(Coordinate annotation entries)

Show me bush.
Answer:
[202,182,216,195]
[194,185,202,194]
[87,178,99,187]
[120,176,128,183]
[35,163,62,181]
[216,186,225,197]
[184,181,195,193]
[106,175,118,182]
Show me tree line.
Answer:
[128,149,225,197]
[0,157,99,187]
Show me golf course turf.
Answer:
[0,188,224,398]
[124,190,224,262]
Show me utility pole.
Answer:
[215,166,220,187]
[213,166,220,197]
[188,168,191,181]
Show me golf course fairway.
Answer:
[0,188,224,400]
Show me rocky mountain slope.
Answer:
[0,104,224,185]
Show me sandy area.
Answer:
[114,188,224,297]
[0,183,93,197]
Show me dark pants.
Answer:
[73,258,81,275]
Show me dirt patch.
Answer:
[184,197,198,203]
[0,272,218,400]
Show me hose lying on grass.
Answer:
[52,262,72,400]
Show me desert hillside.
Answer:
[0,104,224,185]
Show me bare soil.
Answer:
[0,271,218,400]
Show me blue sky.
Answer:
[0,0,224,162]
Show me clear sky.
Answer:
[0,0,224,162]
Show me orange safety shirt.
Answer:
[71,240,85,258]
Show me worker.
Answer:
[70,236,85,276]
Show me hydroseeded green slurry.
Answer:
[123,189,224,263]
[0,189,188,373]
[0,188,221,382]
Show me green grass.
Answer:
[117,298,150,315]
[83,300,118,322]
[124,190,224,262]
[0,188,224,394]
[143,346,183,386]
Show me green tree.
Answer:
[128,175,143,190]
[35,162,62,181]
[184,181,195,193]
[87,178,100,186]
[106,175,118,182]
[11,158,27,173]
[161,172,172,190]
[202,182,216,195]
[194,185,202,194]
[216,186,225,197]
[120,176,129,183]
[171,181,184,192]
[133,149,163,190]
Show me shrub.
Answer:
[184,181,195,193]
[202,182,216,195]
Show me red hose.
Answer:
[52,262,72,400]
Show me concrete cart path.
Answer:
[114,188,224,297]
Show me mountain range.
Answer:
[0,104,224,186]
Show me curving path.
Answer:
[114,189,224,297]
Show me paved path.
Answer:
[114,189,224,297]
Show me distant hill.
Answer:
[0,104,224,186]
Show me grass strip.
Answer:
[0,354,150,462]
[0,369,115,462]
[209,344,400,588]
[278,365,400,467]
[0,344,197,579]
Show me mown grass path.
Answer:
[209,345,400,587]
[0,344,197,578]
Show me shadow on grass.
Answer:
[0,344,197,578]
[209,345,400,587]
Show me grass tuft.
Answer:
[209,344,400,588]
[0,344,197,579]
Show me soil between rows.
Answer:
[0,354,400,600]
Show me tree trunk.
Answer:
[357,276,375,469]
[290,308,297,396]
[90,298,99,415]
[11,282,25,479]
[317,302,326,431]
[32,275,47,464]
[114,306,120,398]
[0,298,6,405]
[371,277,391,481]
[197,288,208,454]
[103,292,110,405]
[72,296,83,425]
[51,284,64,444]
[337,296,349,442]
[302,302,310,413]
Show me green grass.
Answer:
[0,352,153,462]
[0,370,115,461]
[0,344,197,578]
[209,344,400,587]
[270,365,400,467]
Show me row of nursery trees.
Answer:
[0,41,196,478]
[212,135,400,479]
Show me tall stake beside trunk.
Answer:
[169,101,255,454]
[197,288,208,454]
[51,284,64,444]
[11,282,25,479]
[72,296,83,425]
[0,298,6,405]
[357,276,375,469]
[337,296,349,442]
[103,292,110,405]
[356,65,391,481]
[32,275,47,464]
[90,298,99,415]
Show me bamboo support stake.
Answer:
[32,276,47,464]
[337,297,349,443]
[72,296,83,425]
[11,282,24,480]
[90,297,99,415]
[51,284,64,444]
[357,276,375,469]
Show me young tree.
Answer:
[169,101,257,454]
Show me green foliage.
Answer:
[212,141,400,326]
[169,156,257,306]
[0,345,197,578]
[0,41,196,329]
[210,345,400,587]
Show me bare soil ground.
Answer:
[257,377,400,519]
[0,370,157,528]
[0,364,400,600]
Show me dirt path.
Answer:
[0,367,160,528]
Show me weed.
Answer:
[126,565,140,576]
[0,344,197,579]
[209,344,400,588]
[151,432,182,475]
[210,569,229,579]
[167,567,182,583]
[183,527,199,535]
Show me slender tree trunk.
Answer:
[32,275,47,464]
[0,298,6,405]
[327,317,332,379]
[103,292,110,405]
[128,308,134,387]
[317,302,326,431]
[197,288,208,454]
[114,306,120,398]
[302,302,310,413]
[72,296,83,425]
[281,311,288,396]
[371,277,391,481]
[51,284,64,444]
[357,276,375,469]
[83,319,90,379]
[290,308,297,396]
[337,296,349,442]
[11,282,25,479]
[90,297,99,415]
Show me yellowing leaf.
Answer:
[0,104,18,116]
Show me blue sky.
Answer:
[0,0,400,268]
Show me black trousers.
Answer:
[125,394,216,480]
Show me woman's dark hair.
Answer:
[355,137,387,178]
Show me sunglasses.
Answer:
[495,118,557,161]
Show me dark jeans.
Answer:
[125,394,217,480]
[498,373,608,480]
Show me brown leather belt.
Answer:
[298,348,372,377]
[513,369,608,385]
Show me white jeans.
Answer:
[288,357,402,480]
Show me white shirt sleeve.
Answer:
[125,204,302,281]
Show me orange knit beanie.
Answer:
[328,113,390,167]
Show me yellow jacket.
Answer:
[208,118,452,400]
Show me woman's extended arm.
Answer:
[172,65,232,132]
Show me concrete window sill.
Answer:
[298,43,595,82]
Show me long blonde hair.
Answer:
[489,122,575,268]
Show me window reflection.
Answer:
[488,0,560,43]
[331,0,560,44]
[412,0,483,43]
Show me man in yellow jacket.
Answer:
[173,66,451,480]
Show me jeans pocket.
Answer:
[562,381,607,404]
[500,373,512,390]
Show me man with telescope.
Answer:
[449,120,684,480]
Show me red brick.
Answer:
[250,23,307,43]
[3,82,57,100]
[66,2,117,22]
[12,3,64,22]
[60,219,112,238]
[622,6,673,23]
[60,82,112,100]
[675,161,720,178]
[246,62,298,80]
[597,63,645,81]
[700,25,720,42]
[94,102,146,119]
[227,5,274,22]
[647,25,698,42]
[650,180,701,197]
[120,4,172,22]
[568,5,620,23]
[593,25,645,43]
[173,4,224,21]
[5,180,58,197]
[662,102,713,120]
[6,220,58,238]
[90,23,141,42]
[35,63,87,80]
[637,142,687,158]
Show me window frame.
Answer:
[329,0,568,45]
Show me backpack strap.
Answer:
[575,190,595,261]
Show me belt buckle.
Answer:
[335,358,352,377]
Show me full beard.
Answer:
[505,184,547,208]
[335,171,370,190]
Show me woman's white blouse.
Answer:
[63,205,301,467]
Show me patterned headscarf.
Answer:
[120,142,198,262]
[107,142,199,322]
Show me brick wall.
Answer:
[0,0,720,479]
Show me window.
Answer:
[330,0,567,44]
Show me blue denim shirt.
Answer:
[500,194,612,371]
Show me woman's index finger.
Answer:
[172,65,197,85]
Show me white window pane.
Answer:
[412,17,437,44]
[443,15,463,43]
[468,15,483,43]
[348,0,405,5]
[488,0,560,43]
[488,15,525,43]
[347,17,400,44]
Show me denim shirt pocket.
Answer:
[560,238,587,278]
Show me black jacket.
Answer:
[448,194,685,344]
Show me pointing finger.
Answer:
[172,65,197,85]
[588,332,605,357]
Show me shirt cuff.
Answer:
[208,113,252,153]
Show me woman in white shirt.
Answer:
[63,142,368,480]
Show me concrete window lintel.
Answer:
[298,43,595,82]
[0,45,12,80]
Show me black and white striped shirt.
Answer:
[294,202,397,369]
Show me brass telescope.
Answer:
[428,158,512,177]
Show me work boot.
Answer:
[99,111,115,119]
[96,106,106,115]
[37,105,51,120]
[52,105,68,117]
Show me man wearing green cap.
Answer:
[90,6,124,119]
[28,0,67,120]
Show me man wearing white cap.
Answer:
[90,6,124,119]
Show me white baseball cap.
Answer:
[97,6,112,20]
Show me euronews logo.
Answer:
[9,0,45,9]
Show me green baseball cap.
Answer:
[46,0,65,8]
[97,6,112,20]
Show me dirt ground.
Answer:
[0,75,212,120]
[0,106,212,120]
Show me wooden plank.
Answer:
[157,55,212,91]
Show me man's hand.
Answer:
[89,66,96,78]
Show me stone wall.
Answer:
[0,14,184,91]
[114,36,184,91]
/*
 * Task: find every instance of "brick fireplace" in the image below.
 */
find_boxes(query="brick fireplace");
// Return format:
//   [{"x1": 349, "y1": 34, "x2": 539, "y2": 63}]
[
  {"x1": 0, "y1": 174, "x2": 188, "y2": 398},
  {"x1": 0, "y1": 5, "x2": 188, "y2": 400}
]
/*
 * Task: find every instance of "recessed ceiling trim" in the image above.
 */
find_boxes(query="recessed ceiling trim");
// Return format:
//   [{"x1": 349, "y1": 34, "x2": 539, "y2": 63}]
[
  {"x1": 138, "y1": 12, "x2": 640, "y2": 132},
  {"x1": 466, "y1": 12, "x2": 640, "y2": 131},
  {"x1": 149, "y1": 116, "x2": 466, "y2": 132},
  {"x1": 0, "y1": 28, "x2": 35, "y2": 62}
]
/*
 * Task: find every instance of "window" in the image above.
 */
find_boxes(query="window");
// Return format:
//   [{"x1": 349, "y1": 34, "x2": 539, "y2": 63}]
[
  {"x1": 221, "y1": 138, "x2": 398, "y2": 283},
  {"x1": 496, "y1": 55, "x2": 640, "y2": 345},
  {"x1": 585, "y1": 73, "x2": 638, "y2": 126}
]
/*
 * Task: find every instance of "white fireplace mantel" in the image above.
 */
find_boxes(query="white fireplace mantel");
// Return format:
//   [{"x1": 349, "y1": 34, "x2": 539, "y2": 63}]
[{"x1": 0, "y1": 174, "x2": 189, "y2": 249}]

▸ **OBJECTIVE**:
Copy out the lines starting at the line containing "Show me pointing finger." and ending with the line containing "[114,36,184,91]", both included.

▸ **COMPLETE RESPONSE**:
Show me pointing finger.
Answer:
[172,65,197,85]
[588,332,605,357]
Show me shirt cuff.
Answer:
[208,113,252,153]
Show me woman in white shirt.
Answer:
[63,142,368,480]
Show me concrete window lintel.
Answer:
[298,43,595,82]
[0,45,12,80]
Show me black and white striped shirt.
Answer:
[294,202,397,369]
Show me brass telescope.
Answer:
[428,158,512,177]
Show me work boot.
Answer:
[99,111,115,119]
[96,106,106,115]
[37,105,51,120]
[52,105,68,117]
Show me man wearing green cap.
Answer:
[90,6,124,119]
[28,0,67,120]
Show me man wearing white cap.
Answer:
[90,6,124,119]
Show me white baseball cap.
Answer:
[97,6,112,20]
Show me euronews logo.
Answer:
[9,0,45,9]
Show me green baseball cap.
Answer:
[46,0,65,8]
[97,6,112,20]
Show me dirt ground.
Answer:
[0,75,212,120]
[0,106,212,120]
Show me wooden plank.
Answer:
[157,55,212,91]
Show me man's hand.
Answer:
[89,66,96,78]
Show me stone wall.
Answer:
[0,14,184,91]
[114,36,184,91]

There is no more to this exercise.